**Prompt**
Could you format the listing below as a numbered list, with any blank lines left out?

^^^^

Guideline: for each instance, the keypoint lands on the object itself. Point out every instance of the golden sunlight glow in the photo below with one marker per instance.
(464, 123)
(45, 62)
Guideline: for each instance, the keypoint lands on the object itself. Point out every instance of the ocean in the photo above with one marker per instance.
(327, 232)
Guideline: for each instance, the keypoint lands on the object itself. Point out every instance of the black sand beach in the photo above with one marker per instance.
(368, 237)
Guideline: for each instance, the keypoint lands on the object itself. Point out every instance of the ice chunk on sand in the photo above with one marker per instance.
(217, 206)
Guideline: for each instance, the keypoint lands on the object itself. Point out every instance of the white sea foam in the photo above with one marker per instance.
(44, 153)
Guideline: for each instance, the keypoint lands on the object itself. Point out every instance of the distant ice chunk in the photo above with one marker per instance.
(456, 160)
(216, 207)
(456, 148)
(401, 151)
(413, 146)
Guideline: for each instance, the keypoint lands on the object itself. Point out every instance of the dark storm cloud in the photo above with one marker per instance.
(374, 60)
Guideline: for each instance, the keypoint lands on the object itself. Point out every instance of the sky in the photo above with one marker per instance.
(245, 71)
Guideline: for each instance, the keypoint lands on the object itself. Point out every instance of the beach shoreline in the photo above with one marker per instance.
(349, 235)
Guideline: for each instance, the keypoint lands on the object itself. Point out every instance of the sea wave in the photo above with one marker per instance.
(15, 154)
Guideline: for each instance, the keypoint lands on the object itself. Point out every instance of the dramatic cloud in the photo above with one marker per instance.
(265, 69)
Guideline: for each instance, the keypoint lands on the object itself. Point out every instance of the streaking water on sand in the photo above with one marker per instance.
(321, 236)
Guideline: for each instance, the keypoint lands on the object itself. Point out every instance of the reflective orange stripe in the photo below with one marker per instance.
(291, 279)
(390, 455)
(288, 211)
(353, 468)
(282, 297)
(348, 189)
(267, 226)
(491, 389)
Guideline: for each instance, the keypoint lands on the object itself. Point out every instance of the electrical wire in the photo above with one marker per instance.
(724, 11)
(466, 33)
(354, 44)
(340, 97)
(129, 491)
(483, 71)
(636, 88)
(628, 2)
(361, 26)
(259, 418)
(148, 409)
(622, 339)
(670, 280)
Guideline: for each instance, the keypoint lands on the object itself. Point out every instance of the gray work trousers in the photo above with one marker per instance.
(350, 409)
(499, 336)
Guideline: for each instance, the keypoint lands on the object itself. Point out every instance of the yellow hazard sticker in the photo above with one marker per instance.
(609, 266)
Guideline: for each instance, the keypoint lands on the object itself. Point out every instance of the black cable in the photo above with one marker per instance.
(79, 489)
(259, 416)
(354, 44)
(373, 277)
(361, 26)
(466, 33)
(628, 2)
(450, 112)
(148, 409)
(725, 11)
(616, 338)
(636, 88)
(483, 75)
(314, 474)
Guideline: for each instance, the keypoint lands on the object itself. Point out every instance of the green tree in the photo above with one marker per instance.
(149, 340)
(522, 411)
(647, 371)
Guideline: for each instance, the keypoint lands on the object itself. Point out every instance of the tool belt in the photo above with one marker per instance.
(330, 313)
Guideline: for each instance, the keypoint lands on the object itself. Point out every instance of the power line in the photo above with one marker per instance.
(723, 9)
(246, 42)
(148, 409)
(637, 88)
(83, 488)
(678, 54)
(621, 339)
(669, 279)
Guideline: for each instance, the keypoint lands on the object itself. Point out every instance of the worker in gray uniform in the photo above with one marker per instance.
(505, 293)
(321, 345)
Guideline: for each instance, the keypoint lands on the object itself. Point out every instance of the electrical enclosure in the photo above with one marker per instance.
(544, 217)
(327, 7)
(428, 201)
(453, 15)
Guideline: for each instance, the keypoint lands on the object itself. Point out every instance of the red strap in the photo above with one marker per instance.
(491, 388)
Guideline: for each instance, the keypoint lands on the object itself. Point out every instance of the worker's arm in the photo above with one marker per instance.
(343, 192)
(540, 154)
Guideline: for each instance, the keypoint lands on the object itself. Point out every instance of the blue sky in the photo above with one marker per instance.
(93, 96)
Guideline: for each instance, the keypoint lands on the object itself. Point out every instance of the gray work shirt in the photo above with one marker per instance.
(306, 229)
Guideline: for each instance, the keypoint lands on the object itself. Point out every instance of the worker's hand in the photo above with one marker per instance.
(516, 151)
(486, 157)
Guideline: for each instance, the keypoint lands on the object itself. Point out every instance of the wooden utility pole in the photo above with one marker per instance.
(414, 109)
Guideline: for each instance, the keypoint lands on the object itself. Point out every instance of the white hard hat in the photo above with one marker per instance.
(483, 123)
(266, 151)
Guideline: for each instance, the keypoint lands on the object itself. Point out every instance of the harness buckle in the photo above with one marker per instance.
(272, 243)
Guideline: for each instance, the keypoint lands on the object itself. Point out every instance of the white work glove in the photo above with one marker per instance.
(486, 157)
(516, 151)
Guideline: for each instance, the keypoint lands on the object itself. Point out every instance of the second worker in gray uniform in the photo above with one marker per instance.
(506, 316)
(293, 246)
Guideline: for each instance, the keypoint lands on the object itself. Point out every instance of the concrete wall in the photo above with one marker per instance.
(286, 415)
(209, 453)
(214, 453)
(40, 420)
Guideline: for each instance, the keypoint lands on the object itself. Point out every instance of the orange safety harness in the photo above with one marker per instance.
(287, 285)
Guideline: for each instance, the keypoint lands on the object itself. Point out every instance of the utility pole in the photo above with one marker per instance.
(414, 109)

^^^^

**Completed exercise**
1. Guideline: for each instance, the keypoint lands on the object itself. Point out every instance of the golden sunlight glow in the photo below with one marker per instance.
2. (464, 123)
3. (45, 62)
4. Guideline: for each instance, the keypoint lands on the object itself. Point out every instance of the ocean in the photo above with one marker per instance.
5. (327, 232)
6. Guideline: for each instance, the keypoint lands on the object itself. Point out every instance of the black sand beach in the photo above with one marker per instance.
7. (368, 237)
8. Guideline: for each instance, the keypoint lands on the object itself. Point out every instance of the ice chunk on sand in the photo above with one marker per instance.
9. (217, 206)
10. Guideline: for each instance, the keypoint lands on the object itself. Point out every instance of the white sea foam in the photo above with one marker per instance.
11. (44, 153)
12. Guideline: for each instance, the keypoint lands on the object itself. Point out every instance of the distant ice chunk in the photo above with one marker per instance.
13. (456, 160)
14. (216, 207)
15. (456, 148)
16. (401, 151)
17. (413, 146)
18. Guideline: for each instance, the keypoint lands on the object itself. Point out every instance of the dark storm cloud in the photo above with one marker per instance.
19. (374, 60)
20. Guideline: for each instance, the keypoint lands on the object itself. Point out every instance of the sky in the photo above with one marker per instance.
21. (245, 71)
22. Guideline: for each instance, the keypoint lands on the object itself. Point out every instance of the beach shoreline in the photo above with one marker per instance.
23. (349, 235)
24. Guideline: for each instance, the keypoint lands on the object itself. Point out every instance of the sea wave in the photo above with one marker per instance.
25. (15, 154)
26. Guideline: for each instance, the keypoint lands on the object itself. Point out every instance of the dramatic cloud in the photo above with one marker per instance.
27. (265, 69)
28. Guideline: for each instance, the keypoint lands on the object itself. Point out every instance of the streaking water on sand in the photo above with one marker per instance.
29. (321, 236)
30. Guideline: for each instance, the keypoint lands on the object itself. Point out every instance of the reflective orange stripe in the photo below with one marker per instance.
31. (291, 279)
32. (390, 455)
33. (288, 211)
34. (353, 468)
35. (282, 297)
36. (348, 189)
37. (267, 226)
38. (491, 389)
39. Guideline: for each instance, the keypoint lands on the object itself. Point out every instance of the electrical wire in the photo above with one marker per instance.
40. (724, 11)
41. (466, 33)
42. (354, 44)
43. (340, 97)
44. (129, 491)
45. (483, 71)
46. (636, 88)
47. (628, 2)
48. (361, 26)
49. (259, 418)
50. (148, 409)
51. (622, 339)
52. (670, 280)
53. Guideline: for each instance, the keypoint lands on the object itself. Point out every instance of the gray work trousers in the photo above with one marker per instance.
54. (350, 409)
55. (499, 336)
56. Guideline: for each instance, the keypoint lands on the object itself. Point out every instance of the yellow hazard sticker in the photo above with one marker per instance.
57. (609, 266)
58. Guideline: for each instance, the keypoint lands on the object itself. Point out every instance of the black cable in the photo above with one marker per instance.
59. (79, 489)
60. (259, 416)
61. (354, 44)
62. (373, 277)
63. (361, 26)
64. (466, 33)
65. (628, 2)
66. (450, 112)
67. (148, 409)
68. (725, 11)
69. (616, 338)
70. (636, 88)
71. (483, 75)
72. (314, 474)
73. Guideline: for each instance, the keypoint lands on the object itself. Point out every instance of the green tree in the photo above with one marker per instance.
74. (149, 340)
75. (522, 411)
76. (647, 371)
77. Guideline: for each instance, the keypoint lands on the object itself. Point out every instance of the tool belt in the photo above with one marker per instance.
78. (330, 313)
79. Guideline: for each instance, the keypoint lands on the object itself. Point out every instance of the power line in the photo above with one marker per instance.
80. (723, 9)
81. (246, 42)
82. (148, 409)
83. (637, 88)
84. (83, 488)
85. (678, 54)
86. (621, 339)
87. (669, 279)
88. Guideline: for each instance, the keypoint lands on the object itself. Point out every instance of the worker in gray uniform in the photo above with one marker per instance.
89. (505, 293)
90. (321, 345)
91. Guideline: for each instance, the keypoint lands on the object itself. Point out every instance of the electrical enclosure in the photo above with one marker per instance.
92. (544, 217)
93. (327, 7)
94. (428, 201)
95. (453, 15)
96. Guideline: for each instance, the keypoint lands on the object itself. Point out every instance of the red strap in the photo above with one marker per instance.
97. (491, 388)
98. Guideline: for each instance, the keypoint lands on the object itself. Point out every instance of the worker's arm in the photo above with one marker per instance.
99. (343, 192)
100. (540, 154)
101. Guideline: for each instance, the keypoint lands on the object itself. Point out every instance of the blue sky in the photo above with one marker per instance.
102. (93, 96)
103. Guideline: for each instance, the keypoint lands on the object itself. Point out every instance of the gray work shirt in the photo above with one marker per instance.
104. (306, 229)
105. Guideline: for each instance, the keypoint lands on the object itself. Point out every instance of the worker's hand in the photo above with one marker per instance.
106. (516, 151)
107. (486, 157)
108. Guideline: for each instance, the keypoint lands on the object itself. Point out every instance of the wooden utility pole in the photo above with one marker per instance.
109. (414, 109)
110. Guideline: for each instance, the keypoint lands on the object itself. Point out every instance of the white hard hat in the photo above with one marker per instance.
111. (483, 123)
112. (266, 151)
113. Guideline: for each instance, the keypoint lands on the object itself. Point out every instance of the harness buckle in the photo above with one marker per instance.
114. (272, 243)
115. Guideline: for each instance, the keypoint lands on the object itself. Point out every instance of the white work glove in the photo above with one marker per instance.
116. (486, 157)
117. (516, 151)
118. Guideline: for each instance, the keypoint lands on the object itself. Point out every instance of the second worker in gray uniform in the photo above with one marker per instance.
119. (506, 316)
120. (293, 246)
121. Guideline: for each instance, the keypoint lands on the object itself. Point out every instance of the concrete wall in the photo above with one marker per instance.
122. (286, 415)
123. (209, 453)
124. (214, 453)
125. (40, 420)
126. Guideline: for each instance, the keypoint lands on the object itself. Point out every instance of the orange safety harness in the photo above with one marker per instance.
127. (287, 285)
128. Guideline: for each instance, the keypoint lands on the object itself. Point out every instance of the utility pole in the photo above with one marker per instance.
129. (414, 109)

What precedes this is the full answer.